Give the entries again exactly. Skip the pictures.
━━ Records to process
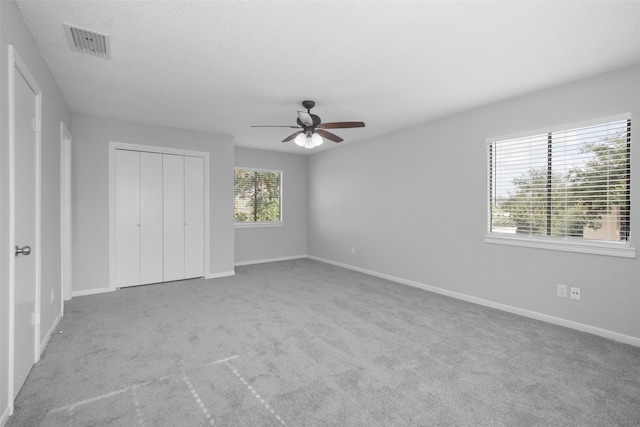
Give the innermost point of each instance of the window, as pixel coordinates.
(257, 196)
(568, 186)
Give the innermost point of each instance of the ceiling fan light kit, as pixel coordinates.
(313, 130)
(310, 140)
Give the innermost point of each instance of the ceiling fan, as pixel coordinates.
(313, 130)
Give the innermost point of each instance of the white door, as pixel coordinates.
(26, 122)
(127, 215)
(65, 213)
(173, 212)
(151, 268)
(194, 217)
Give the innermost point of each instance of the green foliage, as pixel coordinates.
(577, 198)
(257, 196)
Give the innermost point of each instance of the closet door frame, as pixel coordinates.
(113, 146)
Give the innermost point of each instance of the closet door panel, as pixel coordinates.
(173, 209)
(194, 217)
(127, 211)
(151, 229)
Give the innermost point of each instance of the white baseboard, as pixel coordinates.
(627, 339)
(45, 341)
(222, 274)
(262, 261)
(91, 292)
(5, 415)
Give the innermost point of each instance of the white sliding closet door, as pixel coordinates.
(127, 216)
(151, 223)
(159, 214)
(173, 212)
(194, 217)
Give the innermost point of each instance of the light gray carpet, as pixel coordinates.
(302, 343)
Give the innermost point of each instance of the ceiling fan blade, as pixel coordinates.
━━━━
Exercise response:
Give the innermost point of each instance of the window, as pixel coordinates.
(257, 196)
(568, 186)
Give the innermost point of each instance of the ceiling fan light kit, as pixel coordinates.
(313, 130)
(310, 140)
Give the innermost point of each instance of the ceiling fan, as pixel coordinates.
(313, 130)
Give the innermost point of each instance of the white door, as pixel coordinates.
(26, 122)
(127, 215)
(65, 213)
(173, 212)
(151, 268)
(194, 217)
Give the innermost point of each instance of the green foliage, as pixel coordinates.
(577, 198)
(257, 196)
Give the innermost point of each instance of the closet door frame, as pixel coordinates.
(113, 146)
Give the innermost point of each instance of the closet door panel, as pixel coordinates.
(173, 209)
(194, 217)
(127, 211)
(151, 229)
Give the innermost point of each instance of the white baseboard, as pixel coordinates.
(627, 339)
(45, 341)
(222, 274)
(262, 261)
(91, 292)
(5, 415)
Give the innermost point of each instance of the white sliding closet door, as pixel coordinates.
(127, 216)
(151, 223)
(159, 214)
(173, 212)
(194, 217)
Give the innermost point of each instance of the light gray carpet, as pixel coordinates.
(302, 343)
Give the innermost point of each instance of the ceiling fan blade, as pixel coordinates.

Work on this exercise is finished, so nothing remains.